TASK BRIEF.
Write out the stretch of the essay on land and territory from "But in reality" through "widely spread domain.", word for word.

TEXT PASSAGE.
Written By:
David Trubridge
My Land.
We all know that nature is good for us and science has recently provided proof. If you can see trees in your daily life you are more likely to be generous and community minded. If all you can see is concrete then you are more concerned with your own status and wealth. Patients recover more rapidly from surgery in hospital rooms with windows overlooking nature. And from the Japanese tradition of shinrin-yoku, or forest-bathing, we know that trees alsoimprove our physical well-being.In my public talks I have attributed this to our millions of years of primate development spent living in forests. Surely such a long formative experience must have had a lasting effect on us? We are quite literally most at home amongst trees.
I have a title deed to our property to say that we are the owners: this land is “ours”. Property maps show the area being neatly divided up into an intricate, interlocking patchwork of ownerships, large and small. Similarly, global maps show the same patchwork of territorial claims, overlaid over older, smaller tribal claims. In the world of human law, there can only be one owner (one title) or claimant of land. In our anthropocentric view that is the end of the story.
But in reality “my” land is covered in many overlapping territories, some large, some tiny. The creatures all exist easily together, though some are meals for others. The tūī will aggressively drive off other tūī but co-exist with korimako (bellbird), sparrows and many other birds. The song thrush perches high on a prominent tree singing “This is mine, all you (other male thrushes) keep out”. The sparrow claims part of our house under the rafters, while pukeko stake out the garden with many a squawking argument over boundaries, and a garrulous group of quail drift through from next door. A kāhu or hawk quarters up the stream ranging over its widely spread domain.
Spiders are equally happy spinning their webs over our windows or on nearby trees, each tree divided into many smaller territories. On the earth, there is teeming insect life, and every species has its own well-travelled routes to food or shelter from predators. A large old tuna or eel patrols up and down “our” stream staking out its section of water, passing by many burrows of kōura or freshwater crayfish. And so on . . .
I have no more “rights” here than they do. In fact, in human terms of prior possession, I have less. We are all transient and I respect their existence here, even though they are utterly indifferent to me and my “respect” means nothing to them. I try to leave them alone and avoid killing them needlessly unless, like mosquitoes, they sorely bother me.
We exist together for our brief moments in “our” territories. The air that we share equally flows freely over us all. Today it comes from the north bringing moist tropical warmness. Last week a south wind bustled in carrying cold from the frozen south. The rain which we all need falls without favour. That is life: it all goes round and round knowing no boundaries.

Saved entries:

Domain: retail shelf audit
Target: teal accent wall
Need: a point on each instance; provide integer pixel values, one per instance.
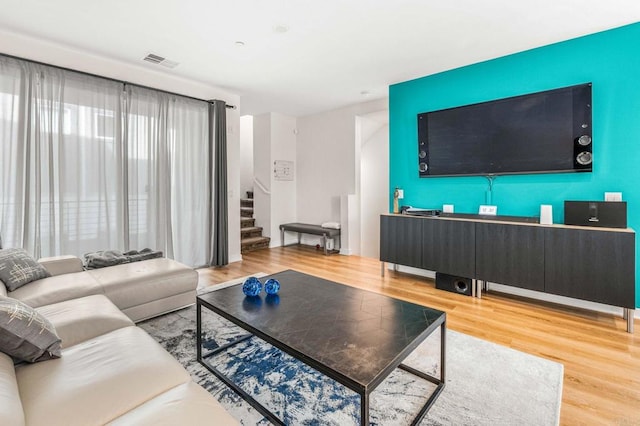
(608, 59)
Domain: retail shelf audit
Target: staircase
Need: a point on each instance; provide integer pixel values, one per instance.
(250, 235)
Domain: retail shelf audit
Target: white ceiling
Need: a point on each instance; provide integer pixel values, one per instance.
(333, 50)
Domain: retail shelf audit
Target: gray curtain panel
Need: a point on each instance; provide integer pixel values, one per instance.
(218, 217)
(89, 164)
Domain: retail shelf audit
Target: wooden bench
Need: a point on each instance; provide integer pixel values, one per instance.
(306, 228)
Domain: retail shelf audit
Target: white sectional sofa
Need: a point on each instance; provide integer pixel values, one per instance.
(109, 371)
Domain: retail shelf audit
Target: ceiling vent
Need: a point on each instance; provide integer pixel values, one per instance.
(156, 59)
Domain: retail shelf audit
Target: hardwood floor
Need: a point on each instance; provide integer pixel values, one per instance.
(601, 360)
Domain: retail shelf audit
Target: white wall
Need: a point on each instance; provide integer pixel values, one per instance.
(374, 183)
(326, 163)
(274, 139)
(246, 155)
(283, 192)
(144, 74)
(262, 171)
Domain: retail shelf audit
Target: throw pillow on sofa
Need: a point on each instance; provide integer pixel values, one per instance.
(25, 334)
(18, 268)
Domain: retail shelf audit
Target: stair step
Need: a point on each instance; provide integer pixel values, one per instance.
(254, 243)
(247, 222)
(251, 231)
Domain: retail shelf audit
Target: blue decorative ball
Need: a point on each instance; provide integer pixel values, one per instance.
(252, 286)
(272, 286)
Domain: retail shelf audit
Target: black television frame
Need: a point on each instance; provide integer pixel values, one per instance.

ANSWER TO THIS EXERCISE.
But in reality “my” land is covered in many overlapping territories, some large, some tiny. The creatures all exist easily together, though some are meals for others. The tūī will aggressively drive off other tūī but co-exist with korimako (bellbird), sparrows and many other birds. The song thrush perches high on a prominent tree singing “This is mine, all you (other male thrushes) keep out”. The sparrow claims part of our house under the rafters, while pukeko stake out the garden with many a squawking argument over boundaries, and a garrulous group of quail drift through from next door. A kāhu or hawk quarters up the stream ranging over its widely spread domain.